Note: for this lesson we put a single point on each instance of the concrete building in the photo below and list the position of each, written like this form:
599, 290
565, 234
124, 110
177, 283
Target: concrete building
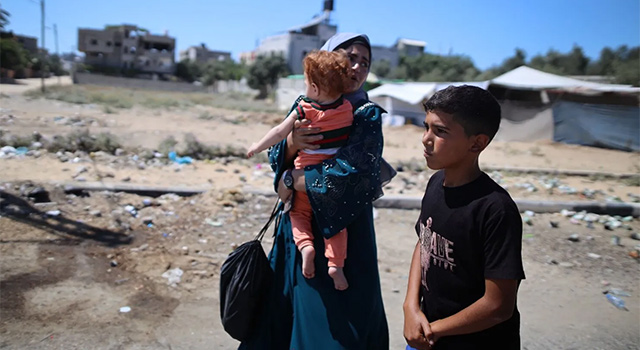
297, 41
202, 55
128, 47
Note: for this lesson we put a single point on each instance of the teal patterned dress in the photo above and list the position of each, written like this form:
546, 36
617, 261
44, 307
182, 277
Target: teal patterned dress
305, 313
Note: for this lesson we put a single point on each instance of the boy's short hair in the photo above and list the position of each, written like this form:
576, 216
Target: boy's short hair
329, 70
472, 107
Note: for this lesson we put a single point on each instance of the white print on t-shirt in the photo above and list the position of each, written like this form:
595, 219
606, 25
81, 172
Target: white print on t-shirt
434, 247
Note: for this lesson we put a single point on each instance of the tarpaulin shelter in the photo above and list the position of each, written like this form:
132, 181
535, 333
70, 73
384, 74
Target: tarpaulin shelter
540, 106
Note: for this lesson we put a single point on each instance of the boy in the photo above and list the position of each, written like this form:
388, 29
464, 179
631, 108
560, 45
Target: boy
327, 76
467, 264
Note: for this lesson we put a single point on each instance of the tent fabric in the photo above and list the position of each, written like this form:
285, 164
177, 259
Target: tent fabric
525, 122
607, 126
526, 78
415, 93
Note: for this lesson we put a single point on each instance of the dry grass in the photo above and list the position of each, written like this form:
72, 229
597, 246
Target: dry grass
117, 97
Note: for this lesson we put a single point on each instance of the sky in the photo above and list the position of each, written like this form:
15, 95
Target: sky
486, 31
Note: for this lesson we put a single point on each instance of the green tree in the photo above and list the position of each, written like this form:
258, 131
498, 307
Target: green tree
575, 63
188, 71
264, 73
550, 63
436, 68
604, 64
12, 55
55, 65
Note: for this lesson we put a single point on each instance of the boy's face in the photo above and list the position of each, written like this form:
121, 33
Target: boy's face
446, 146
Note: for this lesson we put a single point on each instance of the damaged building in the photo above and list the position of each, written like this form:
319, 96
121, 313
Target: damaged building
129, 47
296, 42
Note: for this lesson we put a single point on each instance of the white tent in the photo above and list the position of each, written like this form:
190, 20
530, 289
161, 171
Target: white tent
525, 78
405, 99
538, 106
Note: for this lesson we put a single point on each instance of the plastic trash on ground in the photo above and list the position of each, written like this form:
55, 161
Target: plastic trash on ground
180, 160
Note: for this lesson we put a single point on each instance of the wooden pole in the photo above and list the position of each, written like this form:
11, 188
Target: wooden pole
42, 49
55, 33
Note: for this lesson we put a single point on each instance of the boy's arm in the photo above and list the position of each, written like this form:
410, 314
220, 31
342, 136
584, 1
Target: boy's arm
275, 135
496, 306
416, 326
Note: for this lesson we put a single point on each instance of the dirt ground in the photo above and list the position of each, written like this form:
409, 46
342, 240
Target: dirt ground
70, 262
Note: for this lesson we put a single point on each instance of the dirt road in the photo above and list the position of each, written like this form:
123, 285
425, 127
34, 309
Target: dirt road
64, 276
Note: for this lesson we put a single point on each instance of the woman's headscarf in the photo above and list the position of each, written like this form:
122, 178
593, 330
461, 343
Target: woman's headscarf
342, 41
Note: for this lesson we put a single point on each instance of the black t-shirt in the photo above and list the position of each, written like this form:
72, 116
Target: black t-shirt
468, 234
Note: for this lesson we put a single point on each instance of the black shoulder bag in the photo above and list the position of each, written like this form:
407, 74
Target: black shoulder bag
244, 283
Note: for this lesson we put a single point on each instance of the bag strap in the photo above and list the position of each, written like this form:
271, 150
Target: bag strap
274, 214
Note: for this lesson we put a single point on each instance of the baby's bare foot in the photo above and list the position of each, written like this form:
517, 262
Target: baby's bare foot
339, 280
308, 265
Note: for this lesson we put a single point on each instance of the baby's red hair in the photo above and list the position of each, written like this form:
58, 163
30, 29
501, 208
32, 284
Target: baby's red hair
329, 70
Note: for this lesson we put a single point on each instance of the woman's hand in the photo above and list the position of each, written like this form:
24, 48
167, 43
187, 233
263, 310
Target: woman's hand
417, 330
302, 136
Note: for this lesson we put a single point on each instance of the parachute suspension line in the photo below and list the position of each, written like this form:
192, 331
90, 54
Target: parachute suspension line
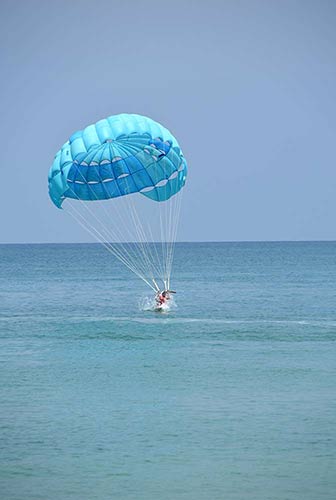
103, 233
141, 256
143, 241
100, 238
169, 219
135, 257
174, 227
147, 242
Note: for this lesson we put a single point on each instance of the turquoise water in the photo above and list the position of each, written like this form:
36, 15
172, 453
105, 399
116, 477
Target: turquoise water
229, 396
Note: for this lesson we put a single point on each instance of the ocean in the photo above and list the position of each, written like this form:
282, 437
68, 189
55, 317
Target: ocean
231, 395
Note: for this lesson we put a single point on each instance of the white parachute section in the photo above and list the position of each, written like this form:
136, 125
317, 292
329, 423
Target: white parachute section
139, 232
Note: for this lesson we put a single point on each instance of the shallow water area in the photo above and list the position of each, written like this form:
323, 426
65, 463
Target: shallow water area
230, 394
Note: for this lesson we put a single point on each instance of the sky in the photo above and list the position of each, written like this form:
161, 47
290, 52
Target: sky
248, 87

^^^^^^^^^^^^^^^^

**What you need to do**
Report each line in the data that holds the word "below".

**Answer space**
Note: for this lesson we put a single point on each instance of the concrete building in the photo below and list the position of each, written like this form:
Note: for this lesson we put a single point on each instance of the parachute suspension line in the photo below and list the position of each, written like this form:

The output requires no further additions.